Start EXCERPTED TEXT

3 Things Women Should Know About Child Support

Posted By The Law Office of Janet McCullar, P.C. || 28-Feb-2017

Divorce can be lengthy and complicated, and children can exacerbate the situation. Instead of two people parting ways after legal negotiations, the court must decide how connected the spouses will remain while their children grow up. And while two parents can split the cost of raising a child between their incomes, after a divorce, the responsibility may fall primarily on a parent with sole custody. Here are a few important things for women to know about child support if they’re facing a divorce.

1. Raising a Child Is Expensive

Most people know that children add to household expenses, but did you know raising 1 child in the United States can cost anywhere from $174,690 to $372,210 from birth to age 17? This total doesn’t factor in college expenses or costs associated with pregnancy, childbirth, or adoption. If you end up with sole custody of a child, your spouse does have to pay a certain amount of child support. However, the court will determine how much is fair.

End EXCERPTED TEXT
Start LISTED ENTRIES

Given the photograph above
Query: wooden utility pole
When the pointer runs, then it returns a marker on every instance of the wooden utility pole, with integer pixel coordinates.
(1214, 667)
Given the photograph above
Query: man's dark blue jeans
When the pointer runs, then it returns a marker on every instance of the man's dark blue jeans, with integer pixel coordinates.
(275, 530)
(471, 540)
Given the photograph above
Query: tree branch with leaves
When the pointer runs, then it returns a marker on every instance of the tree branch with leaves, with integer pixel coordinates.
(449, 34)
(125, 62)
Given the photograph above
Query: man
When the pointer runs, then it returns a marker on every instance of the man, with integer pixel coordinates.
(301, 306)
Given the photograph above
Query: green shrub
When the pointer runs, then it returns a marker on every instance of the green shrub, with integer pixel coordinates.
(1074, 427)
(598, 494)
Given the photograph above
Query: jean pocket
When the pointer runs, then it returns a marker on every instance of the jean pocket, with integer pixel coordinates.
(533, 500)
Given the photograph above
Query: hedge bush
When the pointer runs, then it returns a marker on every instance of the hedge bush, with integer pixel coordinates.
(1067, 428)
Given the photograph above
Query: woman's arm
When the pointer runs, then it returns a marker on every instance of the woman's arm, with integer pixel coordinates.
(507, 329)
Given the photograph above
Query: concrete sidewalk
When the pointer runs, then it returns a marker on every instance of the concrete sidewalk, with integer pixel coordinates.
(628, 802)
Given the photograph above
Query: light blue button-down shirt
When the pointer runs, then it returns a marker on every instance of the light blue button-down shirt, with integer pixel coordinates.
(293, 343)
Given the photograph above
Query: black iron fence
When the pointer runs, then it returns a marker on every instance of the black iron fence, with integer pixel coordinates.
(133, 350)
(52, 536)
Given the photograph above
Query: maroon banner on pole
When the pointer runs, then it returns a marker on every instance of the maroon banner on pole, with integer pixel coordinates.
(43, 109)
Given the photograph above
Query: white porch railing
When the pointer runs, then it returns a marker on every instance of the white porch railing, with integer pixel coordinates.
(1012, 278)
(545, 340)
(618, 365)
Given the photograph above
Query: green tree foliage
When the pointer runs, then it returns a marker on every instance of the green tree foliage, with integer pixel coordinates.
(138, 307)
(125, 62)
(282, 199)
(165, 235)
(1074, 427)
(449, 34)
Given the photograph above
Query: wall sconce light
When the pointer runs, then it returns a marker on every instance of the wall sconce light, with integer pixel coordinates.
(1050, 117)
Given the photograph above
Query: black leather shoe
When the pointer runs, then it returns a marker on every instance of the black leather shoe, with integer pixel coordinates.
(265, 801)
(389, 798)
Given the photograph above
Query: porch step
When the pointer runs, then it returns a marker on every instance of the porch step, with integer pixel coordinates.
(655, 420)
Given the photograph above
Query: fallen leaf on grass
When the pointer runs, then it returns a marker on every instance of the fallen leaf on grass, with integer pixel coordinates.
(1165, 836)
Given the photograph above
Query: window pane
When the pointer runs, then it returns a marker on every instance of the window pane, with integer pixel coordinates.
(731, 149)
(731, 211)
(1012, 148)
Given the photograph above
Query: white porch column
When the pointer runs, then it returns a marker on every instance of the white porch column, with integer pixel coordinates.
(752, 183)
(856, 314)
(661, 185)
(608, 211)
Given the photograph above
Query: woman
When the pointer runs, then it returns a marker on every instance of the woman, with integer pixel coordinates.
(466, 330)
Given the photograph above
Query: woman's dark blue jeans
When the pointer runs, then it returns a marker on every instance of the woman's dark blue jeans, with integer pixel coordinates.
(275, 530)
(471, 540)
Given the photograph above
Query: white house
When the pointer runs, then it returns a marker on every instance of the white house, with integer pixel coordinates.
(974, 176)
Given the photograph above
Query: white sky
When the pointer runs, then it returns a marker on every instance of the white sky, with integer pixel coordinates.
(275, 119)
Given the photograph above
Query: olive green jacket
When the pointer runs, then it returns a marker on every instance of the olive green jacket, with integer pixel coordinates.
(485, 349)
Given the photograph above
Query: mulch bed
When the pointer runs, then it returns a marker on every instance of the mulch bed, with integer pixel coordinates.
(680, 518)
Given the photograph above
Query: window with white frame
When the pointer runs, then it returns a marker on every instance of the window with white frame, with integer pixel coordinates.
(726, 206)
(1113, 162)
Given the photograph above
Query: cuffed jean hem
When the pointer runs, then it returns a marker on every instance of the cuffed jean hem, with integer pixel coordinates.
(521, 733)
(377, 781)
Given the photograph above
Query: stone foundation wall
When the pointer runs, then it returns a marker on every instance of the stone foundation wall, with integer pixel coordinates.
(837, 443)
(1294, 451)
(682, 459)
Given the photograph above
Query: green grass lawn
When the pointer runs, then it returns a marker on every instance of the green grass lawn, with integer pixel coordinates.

End LISTED ENTRIES

**WHAT IS ASKED**
Copy the child support article from "1. Raising a" to "much is fair.", putting "family budgets" where it says "household expenses".

**THE COMPLETED TASK**
1. Raising a Child Is Expensive

Most people know that children add to family budgets, but did you know raising 1 child in the United States can cost anywhere from $174,690 to $372,210 from birth to age 17? This total doesn’t factor in college expenses or costs associated with pregnancy, childbirth, or adoption. If you end up with sole custody of a child, your spouse does have to pay a certain amount of child support. However, the court will determine how much is fair.